### Текстовый блок:
= = =

Творчество Виталия Лаханского: классическое равновесие природы и художника
К сожалению, современное искусство – это область сосуществования крайностей, размежеваний, противостояний. Классическое равновесие объекта и субъекта, природы и художника – ископаемая редкость и творчество Лаханского тому прямое и, слава Богу, лучшее доказательство. В чем же заключается это «лучшее»? А в том, что очень личностная манера Виталия Лаханского видеть мир не искажает, не деформирует, а преображает его в заразительные живописные образы радости, навеянные повседневностью, в которой художник открывает для зрителя праздник жизни.
Жизнь в искусстве Виталия Лаханского подразделяется на два периода. В первом он окончил в 1971 году Дальневосточный государственный институт искусств, начал творческий путь, провел ряд лет в странствиях – переездах по громадному Советскому Союзу. Приморец по рождению, он доехал до Средней Азии, пожил а Самарканде. И, что интересно, ему сразу удался оригинальный сериал пейзажных полотен по мотивам быта и природы экзотического мусульманского мира. Помнится, как поразила в них быстрота вживания Лаханского в иноплеменный жизненный материал, как будто он не дальневосточный, а свой коренной среди чужих. Об этих первых, на удивление зрелых, удачах в живописи молодого Лаханского сейчас помнят считанные единицы наших зрителей. Так это было давно, так бесследно разошлись по свету его азиатские работы после возвращения в родное Приморье.

= = =

(Записи разметки контуров)

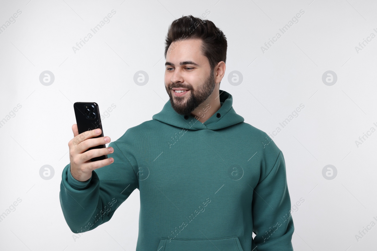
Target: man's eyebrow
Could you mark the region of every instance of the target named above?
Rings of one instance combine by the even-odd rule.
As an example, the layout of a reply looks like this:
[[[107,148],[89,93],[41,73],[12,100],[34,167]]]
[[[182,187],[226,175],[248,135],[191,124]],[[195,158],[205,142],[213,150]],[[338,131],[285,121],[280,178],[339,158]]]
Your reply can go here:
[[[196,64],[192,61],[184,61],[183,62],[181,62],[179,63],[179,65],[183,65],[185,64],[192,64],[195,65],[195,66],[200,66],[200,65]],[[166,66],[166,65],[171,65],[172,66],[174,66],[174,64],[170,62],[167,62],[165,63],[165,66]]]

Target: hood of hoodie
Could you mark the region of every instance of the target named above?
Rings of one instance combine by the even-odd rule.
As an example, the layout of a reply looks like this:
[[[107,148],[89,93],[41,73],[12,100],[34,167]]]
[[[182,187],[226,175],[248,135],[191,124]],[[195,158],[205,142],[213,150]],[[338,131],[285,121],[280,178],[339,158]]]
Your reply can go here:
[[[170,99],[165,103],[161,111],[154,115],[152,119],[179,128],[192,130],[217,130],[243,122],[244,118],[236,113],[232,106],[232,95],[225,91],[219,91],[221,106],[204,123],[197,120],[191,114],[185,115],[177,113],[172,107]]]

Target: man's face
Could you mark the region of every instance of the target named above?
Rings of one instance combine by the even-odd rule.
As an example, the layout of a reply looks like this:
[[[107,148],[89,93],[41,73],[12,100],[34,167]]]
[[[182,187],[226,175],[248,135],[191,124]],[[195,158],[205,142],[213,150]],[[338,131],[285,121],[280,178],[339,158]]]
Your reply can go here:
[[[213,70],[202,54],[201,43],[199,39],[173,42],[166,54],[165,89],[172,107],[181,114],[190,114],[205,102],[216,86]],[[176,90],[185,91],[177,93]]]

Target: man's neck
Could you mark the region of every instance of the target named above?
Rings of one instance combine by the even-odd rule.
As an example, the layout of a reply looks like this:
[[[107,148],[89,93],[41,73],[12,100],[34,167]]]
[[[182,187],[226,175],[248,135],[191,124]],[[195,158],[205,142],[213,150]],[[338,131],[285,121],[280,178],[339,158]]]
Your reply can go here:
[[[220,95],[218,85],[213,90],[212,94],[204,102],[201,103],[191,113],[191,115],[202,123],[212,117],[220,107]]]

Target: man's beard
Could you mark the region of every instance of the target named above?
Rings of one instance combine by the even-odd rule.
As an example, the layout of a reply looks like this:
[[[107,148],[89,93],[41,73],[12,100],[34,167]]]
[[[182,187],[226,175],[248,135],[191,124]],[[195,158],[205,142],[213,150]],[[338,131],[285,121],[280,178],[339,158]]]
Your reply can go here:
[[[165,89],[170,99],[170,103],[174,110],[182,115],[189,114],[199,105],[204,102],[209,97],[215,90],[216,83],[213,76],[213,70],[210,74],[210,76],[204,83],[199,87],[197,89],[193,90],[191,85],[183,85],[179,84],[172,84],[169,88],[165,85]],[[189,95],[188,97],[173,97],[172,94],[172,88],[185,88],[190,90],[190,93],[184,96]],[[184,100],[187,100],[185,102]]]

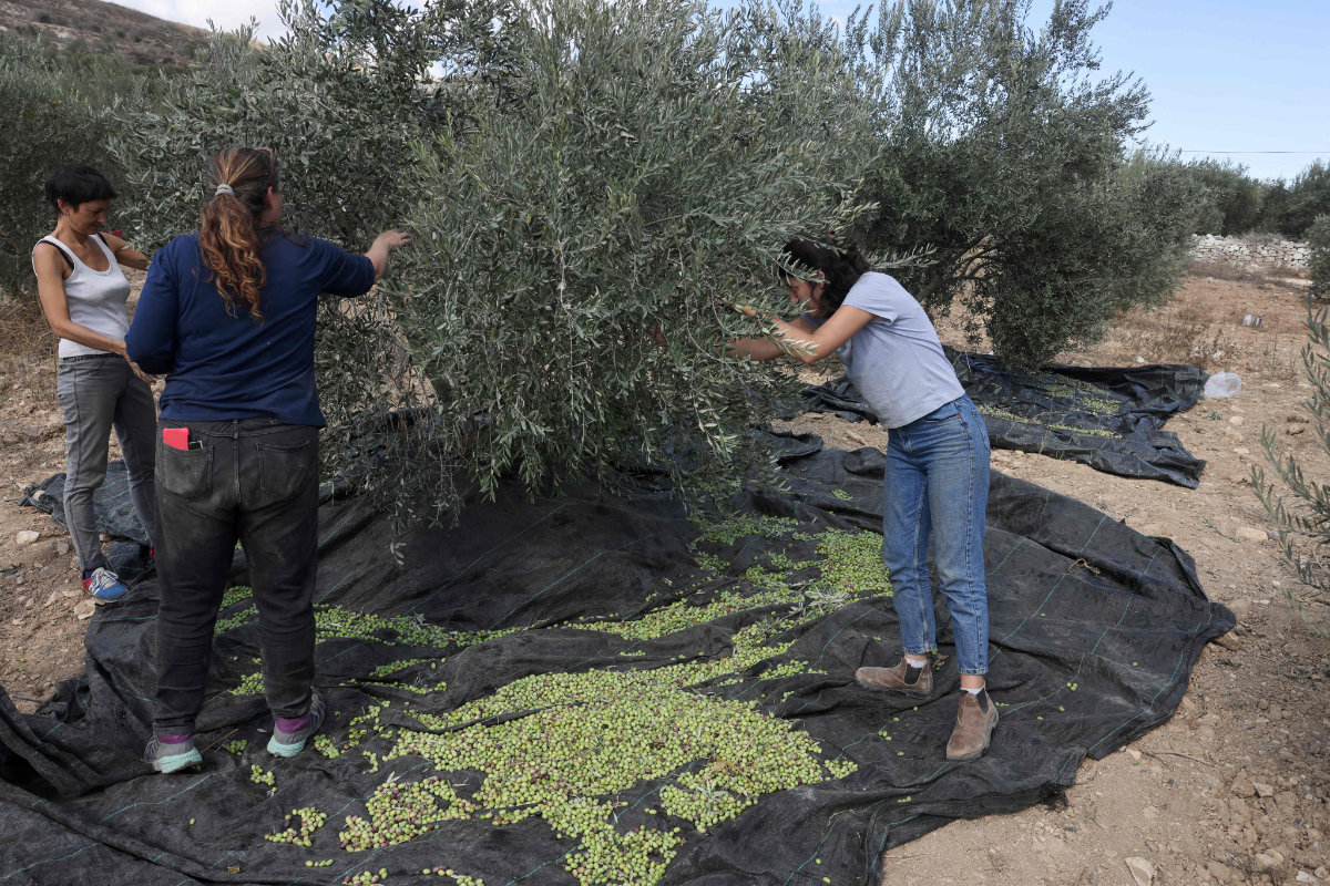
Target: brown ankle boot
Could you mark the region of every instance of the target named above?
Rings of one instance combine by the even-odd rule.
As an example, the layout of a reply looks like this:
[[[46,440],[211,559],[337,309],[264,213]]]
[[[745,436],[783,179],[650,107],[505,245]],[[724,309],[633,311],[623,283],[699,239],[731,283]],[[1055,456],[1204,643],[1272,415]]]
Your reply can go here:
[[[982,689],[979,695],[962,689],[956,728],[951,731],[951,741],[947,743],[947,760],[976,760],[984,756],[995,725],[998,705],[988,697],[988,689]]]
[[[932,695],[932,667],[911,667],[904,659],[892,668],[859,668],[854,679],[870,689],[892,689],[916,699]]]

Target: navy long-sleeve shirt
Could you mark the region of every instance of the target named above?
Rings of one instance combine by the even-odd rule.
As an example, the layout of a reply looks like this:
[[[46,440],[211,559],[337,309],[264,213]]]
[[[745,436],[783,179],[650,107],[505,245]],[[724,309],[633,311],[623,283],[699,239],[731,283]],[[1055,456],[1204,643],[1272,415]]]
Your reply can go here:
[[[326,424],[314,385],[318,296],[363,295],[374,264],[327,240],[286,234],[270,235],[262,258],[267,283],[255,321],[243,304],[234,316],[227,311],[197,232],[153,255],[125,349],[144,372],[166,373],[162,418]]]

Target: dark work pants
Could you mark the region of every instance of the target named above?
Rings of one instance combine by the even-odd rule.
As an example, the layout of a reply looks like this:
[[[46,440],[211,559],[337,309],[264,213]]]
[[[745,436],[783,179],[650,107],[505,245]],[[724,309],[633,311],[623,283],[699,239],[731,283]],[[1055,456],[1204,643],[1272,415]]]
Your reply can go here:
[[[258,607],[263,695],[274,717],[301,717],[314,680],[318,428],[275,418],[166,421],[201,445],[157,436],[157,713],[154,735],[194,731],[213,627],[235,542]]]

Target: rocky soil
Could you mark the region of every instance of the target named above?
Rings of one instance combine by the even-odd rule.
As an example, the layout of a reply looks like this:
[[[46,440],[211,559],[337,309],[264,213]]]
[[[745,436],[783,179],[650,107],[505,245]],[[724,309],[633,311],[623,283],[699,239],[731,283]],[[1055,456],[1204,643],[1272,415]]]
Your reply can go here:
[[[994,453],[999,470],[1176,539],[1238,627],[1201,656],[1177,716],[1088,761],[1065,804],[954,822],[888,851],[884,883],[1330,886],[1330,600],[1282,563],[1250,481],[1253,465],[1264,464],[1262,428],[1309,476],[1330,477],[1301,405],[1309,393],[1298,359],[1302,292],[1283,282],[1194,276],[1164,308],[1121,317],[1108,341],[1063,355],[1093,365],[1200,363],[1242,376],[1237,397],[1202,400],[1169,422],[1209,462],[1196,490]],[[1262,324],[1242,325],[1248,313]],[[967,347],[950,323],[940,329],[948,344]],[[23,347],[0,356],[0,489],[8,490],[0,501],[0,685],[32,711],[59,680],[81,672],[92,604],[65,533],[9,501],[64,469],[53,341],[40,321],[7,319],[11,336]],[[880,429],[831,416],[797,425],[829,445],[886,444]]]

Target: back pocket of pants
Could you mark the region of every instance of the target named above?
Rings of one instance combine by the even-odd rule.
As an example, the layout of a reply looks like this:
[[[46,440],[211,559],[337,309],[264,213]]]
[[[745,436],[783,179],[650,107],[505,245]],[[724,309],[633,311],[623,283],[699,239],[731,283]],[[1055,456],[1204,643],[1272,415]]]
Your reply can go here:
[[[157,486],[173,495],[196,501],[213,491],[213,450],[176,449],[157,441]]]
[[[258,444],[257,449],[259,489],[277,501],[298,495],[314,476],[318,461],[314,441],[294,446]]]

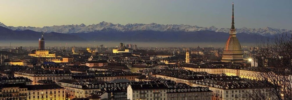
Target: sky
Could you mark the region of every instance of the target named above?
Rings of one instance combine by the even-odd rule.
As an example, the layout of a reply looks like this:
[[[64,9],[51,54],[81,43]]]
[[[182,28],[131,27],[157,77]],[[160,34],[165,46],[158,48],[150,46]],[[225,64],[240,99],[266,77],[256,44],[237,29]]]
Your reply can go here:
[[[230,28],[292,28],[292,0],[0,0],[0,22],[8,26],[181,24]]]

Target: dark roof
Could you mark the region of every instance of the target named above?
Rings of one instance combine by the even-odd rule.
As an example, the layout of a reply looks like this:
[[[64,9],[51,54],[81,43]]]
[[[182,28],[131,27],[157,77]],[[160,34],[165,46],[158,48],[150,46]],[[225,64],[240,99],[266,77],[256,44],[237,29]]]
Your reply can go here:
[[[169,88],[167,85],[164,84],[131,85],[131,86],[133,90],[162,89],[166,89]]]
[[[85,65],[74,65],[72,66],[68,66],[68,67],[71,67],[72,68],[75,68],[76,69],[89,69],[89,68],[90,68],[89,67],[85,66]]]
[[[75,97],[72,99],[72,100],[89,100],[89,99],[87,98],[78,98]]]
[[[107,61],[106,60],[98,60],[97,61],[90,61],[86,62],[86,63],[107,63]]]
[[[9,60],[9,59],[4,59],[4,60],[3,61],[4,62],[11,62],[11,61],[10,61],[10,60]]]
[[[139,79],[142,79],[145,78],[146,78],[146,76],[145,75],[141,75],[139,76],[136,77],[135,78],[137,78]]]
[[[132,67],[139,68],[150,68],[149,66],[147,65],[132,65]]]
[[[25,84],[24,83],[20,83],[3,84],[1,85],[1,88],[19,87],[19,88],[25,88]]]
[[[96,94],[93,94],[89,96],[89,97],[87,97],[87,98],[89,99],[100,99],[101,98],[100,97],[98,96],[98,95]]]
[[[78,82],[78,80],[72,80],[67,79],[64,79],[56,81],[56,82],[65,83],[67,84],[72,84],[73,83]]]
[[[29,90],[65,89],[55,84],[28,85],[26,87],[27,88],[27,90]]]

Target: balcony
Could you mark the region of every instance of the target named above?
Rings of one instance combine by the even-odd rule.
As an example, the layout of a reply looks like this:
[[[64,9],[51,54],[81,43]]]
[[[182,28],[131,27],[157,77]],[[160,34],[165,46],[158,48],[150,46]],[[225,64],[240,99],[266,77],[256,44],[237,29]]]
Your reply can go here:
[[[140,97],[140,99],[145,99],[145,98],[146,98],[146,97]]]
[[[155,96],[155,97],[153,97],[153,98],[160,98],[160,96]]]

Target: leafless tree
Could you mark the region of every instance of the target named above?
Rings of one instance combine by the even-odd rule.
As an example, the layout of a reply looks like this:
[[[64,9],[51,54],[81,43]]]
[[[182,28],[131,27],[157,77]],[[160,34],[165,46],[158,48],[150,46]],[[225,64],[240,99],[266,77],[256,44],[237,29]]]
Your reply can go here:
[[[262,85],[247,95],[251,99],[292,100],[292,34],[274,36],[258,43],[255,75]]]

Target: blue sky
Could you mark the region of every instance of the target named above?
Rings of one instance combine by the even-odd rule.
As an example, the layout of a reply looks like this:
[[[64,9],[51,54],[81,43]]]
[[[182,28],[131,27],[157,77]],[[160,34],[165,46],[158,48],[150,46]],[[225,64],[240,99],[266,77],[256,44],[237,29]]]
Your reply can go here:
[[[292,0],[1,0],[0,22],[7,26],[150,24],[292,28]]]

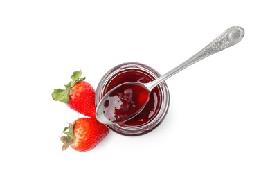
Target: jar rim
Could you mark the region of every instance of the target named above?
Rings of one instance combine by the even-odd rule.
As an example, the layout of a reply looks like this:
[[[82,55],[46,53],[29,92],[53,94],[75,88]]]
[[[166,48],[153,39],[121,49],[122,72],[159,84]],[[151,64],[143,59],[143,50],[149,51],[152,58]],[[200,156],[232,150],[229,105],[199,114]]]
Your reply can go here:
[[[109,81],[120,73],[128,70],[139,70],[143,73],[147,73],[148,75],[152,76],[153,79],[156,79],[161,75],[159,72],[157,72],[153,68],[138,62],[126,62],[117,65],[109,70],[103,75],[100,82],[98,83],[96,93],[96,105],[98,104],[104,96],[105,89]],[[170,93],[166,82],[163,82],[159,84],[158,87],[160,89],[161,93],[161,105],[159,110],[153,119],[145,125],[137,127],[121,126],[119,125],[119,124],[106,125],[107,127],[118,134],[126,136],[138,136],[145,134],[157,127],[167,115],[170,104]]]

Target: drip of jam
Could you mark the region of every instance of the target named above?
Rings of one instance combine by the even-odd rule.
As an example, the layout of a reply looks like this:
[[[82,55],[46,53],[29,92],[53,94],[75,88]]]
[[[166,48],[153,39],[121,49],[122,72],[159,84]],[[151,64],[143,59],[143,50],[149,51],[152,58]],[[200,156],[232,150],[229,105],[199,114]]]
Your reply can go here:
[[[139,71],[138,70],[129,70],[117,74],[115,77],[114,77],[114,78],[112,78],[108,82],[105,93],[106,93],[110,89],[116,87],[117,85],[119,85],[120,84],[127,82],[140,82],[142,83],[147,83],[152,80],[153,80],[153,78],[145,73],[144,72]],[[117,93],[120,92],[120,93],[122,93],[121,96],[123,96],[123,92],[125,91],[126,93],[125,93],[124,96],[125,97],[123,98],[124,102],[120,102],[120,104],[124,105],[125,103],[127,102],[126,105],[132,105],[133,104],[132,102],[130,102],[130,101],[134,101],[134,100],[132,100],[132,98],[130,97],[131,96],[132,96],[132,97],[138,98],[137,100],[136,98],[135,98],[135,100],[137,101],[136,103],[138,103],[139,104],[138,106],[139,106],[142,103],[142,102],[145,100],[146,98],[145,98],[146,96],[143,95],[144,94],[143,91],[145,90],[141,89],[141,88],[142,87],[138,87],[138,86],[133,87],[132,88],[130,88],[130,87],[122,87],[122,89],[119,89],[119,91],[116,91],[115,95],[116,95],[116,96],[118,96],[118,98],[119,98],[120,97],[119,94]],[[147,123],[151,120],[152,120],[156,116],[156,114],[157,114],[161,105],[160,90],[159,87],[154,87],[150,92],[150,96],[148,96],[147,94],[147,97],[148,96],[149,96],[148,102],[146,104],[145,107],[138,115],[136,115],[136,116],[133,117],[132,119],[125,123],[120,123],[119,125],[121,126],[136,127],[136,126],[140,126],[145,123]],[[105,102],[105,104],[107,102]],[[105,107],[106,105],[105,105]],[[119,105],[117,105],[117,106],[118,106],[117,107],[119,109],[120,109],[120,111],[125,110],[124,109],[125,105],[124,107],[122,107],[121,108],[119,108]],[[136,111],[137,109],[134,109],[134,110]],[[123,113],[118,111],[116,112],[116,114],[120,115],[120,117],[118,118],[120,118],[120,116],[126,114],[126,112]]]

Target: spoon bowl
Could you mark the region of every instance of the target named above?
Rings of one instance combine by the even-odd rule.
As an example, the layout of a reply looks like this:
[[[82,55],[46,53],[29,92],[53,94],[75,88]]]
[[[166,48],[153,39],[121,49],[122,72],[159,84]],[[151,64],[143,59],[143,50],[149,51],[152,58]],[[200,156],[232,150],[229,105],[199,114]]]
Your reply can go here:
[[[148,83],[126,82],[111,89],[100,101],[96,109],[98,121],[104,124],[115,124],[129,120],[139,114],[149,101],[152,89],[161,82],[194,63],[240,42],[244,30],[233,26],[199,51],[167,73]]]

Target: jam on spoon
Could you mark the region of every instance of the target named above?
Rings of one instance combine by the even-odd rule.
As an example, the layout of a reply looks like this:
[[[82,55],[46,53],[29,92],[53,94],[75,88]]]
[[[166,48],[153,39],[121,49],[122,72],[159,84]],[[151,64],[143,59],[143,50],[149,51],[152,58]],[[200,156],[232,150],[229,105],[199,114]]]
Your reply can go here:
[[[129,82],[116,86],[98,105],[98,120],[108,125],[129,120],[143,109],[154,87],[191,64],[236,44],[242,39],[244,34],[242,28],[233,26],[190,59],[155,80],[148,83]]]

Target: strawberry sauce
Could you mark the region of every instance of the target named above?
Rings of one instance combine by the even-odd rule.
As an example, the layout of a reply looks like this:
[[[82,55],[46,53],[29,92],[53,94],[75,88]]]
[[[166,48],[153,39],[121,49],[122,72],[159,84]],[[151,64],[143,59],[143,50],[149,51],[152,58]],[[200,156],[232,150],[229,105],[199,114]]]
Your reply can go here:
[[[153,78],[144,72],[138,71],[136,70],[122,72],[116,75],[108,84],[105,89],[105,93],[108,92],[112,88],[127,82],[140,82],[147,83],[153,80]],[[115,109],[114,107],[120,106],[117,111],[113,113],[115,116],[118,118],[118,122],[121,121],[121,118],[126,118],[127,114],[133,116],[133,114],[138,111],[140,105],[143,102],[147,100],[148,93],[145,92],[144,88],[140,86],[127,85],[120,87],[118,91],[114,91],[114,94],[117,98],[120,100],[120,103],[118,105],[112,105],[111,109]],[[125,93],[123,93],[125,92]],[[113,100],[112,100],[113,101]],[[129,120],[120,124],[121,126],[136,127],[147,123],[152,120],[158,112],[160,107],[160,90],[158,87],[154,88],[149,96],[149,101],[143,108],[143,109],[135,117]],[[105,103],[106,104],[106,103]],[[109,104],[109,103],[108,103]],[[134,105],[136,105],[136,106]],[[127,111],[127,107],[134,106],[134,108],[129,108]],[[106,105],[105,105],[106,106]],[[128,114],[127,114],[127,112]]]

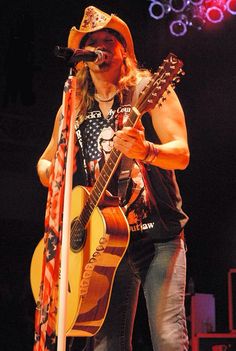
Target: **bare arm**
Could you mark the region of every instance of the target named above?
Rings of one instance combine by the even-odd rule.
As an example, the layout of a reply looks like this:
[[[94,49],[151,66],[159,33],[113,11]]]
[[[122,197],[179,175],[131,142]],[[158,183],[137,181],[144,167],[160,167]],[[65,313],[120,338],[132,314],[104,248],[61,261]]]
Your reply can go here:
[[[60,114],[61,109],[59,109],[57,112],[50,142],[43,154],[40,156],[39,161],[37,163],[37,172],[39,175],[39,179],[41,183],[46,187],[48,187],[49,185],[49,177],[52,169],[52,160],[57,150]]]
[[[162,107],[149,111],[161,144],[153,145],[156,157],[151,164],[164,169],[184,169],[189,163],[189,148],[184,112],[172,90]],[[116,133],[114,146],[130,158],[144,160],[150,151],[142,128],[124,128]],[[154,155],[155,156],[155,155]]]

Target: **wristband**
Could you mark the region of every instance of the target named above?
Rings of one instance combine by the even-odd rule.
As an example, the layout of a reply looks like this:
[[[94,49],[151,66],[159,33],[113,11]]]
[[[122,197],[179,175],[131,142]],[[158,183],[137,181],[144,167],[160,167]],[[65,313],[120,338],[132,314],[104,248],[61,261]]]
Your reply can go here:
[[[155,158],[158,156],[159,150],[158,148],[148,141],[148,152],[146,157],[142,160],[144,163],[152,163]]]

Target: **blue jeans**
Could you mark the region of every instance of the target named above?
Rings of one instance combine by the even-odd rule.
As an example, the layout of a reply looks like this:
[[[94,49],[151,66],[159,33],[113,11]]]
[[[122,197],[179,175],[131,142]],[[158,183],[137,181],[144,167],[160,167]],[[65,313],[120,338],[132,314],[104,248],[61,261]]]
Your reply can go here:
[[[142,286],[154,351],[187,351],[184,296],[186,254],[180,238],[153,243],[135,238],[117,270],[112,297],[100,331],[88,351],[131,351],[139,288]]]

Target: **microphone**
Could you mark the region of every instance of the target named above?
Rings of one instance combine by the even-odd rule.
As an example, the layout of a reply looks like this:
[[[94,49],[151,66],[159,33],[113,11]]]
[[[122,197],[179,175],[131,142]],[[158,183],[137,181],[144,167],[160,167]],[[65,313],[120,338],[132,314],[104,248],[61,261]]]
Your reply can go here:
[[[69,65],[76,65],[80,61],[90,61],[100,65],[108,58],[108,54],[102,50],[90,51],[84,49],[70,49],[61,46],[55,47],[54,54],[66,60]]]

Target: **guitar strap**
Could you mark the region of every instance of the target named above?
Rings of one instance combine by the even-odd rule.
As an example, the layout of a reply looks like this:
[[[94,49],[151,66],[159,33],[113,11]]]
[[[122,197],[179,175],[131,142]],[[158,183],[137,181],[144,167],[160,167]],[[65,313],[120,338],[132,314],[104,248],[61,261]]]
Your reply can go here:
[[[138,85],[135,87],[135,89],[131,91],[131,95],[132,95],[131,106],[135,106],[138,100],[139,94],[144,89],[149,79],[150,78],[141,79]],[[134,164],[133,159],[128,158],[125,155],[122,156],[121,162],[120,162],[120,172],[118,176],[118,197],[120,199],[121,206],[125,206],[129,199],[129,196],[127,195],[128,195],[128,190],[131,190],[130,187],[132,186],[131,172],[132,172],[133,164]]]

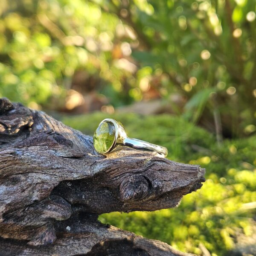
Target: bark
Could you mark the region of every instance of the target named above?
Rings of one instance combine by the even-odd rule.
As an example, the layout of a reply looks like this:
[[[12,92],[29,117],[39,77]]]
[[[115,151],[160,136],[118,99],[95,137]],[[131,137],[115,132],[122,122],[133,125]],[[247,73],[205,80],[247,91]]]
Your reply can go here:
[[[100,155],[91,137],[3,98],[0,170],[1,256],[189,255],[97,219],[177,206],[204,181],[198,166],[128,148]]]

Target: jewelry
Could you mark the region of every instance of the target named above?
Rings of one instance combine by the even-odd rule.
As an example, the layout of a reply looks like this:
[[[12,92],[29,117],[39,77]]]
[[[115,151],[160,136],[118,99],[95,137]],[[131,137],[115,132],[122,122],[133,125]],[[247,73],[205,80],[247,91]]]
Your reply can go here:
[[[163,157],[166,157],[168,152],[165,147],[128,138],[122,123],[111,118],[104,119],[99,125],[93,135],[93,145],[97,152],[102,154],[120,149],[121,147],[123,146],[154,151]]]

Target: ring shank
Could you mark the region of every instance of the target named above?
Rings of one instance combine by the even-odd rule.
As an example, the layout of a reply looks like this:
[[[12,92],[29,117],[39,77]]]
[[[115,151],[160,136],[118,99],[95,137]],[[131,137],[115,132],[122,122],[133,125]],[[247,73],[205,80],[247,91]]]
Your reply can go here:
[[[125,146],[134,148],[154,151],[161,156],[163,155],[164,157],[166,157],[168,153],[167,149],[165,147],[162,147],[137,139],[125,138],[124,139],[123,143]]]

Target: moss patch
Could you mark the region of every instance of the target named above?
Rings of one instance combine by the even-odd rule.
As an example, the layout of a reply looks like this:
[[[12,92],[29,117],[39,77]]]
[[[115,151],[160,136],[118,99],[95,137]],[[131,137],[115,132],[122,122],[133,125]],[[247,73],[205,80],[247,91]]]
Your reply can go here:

= = =

### Что нужно сделать:
**A)** Перепишите из текста о Лаханском отрывок без изменений: начните со слов «Жизнь в искусстве» и закончите словами «в родное Приморье.».
**B)** Выпишите в именительном падеже все географические названия, упомянутые в тексте о Лаханском.

### Ответы по порядку:
**A)**
Жизнь в искусстве Виталия Лаханского подразделяется на два периода. В первом он окончил в 1971 году Дальневосточный государственный институт искусств, начал творческий путь, провел ряд лет в странствиях – переездах по громадному Советскому Союзу. Приморец по рождению, он доехал до Средней Азии, пожил а Самарканде. И, что интересно, ему сразу удался оригинальный сериал пейзажных полотен по мотивам быта и природы экзотического мусульманского мира. Помнится, как поразила в них быстрота вживания Лаханского в иноплеменный жизненный материал, как будто он не дальневосточный, а свой коренной среди чужих. Об этих первых, на удивление зрелых, удачах в живописи молодого Лаханского сейчас помнят считанные единицы наших зрителей. Так это было давно, так бесследно разошлись по свету его азиатские работы после возвращения в родное Приморье.

**B)**
Советский Союз
Средняя Азия
Самарканд
Приморье